[Records from a collection]
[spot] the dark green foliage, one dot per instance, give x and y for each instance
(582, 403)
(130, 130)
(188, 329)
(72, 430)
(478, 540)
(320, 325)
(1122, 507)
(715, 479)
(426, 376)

**TO BE DONE:**
Repeat the material above, replacing "foliage" with "leaves" and leaving everything else unchanged.

**IN RESPONSE:**
[spot] the dark green leaves, one dot per instance, give x and y for each instance
(582, 403)
(130, 130)
(188, 329)
(72, 430)
(478, 540)
(320, 325)
(1122, 507)
(715, 479)
(426, 376)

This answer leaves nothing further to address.